[Dataset excerpts]
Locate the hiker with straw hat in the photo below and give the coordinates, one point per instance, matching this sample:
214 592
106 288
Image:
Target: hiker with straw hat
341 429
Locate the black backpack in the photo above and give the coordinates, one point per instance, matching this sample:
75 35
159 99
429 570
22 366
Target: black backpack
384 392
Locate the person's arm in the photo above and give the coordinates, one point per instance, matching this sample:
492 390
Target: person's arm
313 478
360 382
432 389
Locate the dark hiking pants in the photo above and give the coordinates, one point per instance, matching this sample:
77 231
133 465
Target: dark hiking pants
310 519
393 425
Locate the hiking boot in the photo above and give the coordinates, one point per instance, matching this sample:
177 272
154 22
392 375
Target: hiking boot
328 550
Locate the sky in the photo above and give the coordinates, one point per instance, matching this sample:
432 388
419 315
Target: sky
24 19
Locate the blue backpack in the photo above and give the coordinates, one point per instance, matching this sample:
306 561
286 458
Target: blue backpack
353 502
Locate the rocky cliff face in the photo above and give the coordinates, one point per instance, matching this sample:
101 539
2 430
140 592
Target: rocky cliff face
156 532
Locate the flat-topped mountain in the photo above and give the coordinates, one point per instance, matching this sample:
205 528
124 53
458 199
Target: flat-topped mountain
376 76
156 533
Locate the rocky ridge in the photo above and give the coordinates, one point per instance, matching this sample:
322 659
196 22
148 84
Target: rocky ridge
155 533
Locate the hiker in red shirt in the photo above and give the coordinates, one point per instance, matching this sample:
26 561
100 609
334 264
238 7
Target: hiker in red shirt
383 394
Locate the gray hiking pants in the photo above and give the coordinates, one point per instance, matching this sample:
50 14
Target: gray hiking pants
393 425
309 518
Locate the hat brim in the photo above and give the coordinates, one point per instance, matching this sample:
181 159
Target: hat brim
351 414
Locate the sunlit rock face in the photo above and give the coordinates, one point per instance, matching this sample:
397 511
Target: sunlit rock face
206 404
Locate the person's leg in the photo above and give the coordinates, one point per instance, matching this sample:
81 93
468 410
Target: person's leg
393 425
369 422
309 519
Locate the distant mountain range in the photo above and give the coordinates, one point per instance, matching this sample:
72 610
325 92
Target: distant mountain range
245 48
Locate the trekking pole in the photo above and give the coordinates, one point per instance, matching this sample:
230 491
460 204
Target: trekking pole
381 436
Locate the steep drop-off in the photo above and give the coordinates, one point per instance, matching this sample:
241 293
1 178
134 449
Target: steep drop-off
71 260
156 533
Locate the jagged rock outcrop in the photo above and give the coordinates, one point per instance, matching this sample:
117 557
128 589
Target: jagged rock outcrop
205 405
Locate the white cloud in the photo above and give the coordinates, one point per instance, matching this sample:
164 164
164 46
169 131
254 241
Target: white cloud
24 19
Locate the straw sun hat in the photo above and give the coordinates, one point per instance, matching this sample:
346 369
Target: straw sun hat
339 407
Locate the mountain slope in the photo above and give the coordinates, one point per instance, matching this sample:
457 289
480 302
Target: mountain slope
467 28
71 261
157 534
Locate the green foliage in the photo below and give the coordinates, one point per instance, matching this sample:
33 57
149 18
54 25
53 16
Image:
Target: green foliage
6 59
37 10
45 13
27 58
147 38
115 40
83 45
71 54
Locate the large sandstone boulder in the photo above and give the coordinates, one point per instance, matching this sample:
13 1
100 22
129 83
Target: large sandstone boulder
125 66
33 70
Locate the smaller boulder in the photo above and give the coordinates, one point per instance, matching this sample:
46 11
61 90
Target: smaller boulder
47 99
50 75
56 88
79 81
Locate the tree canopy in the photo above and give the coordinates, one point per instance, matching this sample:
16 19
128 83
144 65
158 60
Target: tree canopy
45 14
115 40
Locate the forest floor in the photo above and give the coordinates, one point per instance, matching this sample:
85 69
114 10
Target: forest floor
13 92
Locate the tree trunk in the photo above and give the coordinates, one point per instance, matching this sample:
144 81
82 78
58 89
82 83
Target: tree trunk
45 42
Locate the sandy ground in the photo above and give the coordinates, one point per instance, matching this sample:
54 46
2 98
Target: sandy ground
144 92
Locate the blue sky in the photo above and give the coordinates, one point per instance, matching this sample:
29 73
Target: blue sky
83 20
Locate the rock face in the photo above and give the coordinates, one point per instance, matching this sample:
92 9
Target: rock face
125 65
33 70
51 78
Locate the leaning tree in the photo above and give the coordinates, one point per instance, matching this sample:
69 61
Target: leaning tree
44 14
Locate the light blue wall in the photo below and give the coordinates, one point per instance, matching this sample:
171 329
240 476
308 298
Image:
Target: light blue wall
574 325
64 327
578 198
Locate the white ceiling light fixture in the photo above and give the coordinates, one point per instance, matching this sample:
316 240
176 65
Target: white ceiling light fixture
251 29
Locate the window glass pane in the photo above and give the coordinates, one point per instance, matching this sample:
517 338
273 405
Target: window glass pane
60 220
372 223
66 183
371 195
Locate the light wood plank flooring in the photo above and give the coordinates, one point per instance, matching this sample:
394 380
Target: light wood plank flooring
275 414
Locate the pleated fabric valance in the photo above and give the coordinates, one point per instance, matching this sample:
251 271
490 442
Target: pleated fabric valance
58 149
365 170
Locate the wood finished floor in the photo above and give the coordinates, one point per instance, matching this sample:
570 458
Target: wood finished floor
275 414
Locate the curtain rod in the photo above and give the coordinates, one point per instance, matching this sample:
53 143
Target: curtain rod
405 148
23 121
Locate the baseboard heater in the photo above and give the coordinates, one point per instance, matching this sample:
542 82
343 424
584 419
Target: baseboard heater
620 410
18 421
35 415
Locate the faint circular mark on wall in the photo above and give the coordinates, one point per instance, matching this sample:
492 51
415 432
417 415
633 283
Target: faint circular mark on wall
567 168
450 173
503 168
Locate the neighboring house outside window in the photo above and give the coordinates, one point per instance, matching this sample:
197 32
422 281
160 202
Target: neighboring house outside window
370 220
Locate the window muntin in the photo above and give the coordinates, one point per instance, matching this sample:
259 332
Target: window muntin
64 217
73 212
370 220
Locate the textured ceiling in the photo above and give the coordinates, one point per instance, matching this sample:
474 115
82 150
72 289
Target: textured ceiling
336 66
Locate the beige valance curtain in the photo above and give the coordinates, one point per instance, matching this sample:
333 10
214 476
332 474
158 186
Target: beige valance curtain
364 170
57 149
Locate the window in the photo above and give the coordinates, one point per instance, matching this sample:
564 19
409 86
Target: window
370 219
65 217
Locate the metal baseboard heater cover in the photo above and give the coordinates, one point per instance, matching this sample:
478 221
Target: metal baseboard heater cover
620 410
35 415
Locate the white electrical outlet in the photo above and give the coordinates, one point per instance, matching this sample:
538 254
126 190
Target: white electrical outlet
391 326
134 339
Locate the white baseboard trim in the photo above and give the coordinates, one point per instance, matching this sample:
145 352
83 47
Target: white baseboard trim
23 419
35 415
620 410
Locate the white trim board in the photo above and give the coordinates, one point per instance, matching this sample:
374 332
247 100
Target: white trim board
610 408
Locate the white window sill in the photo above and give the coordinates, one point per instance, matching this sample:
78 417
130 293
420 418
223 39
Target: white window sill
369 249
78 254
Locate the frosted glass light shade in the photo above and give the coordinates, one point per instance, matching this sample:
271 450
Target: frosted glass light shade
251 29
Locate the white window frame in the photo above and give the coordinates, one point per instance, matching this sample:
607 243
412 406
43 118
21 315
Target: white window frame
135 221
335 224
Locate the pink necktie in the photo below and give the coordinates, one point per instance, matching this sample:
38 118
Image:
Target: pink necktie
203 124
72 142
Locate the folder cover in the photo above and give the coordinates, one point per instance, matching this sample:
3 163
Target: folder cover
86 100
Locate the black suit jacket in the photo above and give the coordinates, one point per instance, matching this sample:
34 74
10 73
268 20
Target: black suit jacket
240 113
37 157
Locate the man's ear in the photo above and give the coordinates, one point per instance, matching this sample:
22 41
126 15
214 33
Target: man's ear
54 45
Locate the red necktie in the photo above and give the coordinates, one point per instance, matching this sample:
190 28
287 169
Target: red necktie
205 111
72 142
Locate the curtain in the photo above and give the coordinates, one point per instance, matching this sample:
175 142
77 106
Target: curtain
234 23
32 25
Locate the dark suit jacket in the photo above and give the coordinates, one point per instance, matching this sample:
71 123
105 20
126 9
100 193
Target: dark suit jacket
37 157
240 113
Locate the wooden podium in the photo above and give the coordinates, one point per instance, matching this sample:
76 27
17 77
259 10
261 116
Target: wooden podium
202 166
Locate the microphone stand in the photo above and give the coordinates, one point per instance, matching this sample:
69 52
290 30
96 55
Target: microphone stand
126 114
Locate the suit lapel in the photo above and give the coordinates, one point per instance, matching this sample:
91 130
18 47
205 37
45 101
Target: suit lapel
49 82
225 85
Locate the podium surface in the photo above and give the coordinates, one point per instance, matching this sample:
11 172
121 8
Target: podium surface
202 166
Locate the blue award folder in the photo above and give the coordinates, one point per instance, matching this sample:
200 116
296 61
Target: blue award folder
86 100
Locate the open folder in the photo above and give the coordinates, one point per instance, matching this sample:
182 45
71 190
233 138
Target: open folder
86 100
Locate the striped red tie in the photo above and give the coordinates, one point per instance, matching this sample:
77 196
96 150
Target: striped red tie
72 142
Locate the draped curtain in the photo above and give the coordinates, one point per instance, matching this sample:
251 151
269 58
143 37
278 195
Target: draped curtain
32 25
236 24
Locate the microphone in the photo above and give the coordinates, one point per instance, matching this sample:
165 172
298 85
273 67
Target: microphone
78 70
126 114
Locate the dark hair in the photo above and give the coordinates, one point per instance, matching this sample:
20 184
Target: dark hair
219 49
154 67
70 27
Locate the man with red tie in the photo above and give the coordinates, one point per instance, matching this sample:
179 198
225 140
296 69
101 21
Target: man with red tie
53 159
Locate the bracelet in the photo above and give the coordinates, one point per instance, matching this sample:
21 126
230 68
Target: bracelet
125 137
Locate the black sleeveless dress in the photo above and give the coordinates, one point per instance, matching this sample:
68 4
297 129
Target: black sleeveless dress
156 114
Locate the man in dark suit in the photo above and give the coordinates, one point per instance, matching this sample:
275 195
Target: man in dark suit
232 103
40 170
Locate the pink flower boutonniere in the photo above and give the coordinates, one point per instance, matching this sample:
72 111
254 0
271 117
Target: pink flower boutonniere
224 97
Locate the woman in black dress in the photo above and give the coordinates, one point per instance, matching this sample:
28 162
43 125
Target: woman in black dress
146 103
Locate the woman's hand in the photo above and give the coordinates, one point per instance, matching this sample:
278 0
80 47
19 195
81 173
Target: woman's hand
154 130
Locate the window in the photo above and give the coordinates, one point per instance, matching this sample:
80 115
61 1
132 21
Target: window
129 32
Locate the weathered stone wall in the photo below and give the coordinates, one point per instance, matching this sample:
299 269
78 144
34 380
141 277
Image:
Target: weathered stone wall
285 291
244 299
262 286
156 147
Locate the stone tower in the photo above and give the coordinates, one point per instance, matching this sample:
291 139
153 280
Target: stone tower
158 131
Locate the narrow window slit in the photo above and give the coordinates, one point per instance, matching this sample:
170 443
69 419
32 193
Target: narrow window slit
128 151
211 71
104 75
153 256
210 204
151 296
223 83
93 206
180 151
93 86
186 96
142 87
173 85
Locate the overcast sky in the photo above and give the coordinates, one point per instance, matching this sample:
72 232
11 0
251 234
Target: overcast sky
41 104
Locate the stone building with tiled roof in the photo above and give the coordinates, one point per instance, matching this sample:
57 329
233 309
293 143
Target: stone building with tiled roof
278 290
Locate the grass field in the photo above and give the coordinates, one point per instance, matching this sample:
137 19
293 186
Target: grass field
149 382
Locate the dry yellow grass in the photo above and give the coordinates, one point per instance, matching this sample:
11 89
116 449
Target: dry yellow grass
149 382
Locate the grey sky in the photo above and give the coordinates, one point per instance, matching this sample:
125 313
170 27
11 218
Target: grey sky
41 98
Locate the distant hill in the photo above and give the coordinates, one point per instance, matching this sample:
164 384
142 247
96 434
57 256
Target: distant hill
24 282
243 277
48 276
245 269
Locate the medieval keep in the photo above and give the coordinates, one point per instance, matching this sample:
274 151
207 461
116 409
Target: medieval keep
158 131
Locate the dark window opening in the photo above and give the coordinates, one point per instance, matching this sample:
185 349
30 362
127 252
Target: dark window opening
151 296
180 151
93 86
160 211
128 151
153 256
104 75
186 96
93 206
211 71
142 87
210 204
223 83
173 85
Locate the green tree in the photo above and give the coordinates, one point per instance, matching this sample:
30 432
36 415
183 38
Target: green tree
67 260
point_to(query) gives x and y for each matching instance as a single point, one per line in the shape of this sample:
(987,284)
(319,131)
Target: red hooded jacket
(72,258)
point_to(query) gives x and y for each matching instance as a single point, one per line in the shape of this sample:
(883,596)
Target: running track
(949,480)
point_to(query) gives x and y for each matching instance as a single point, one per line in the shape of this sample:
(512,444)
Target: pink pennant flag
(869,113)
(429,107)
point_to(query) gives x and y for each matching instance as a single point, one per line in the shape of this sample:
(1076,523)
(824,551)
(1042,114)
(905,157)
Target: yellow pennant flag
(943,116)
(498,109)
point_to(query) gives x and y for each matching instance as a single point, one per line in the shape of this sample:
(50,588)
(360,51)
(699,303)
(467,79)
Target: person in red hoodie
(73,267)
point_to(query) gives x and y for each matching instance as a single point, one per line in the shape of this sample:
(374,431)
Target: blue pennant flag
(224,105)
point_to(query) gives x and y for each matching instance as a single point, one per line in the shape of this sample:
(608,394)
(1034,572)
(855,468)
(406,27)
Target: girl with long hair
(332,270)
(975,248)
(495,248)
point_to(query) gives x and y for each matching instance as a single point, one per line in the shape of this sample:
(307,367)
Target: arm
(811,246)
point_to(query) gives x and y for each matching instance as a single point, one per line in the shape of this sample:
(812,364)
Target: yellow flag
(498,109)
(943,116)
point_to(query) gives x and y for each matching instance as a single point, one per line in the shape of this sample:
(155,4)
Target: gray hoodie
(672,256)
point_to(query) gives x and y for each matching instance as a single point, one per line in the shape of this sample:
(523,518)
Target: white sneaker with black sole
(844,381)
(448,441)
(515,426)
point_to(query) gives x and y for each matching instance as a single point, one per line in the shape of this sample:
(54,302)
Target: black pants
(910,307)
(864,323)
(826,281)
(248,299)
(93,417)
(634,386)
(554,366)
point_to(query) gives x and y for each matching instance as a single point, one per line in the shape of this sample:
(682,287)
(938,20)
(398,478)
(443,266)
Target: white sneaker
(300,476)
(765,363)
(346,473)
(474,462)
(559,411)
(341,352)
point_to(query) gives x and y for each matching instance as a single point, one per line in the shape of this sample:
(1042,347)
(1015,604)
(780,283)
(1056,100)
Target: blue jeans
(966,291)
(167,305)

[Required work]
In the records, how many lines include the string "below"? The answer is that number alone.

[Exercise output]
5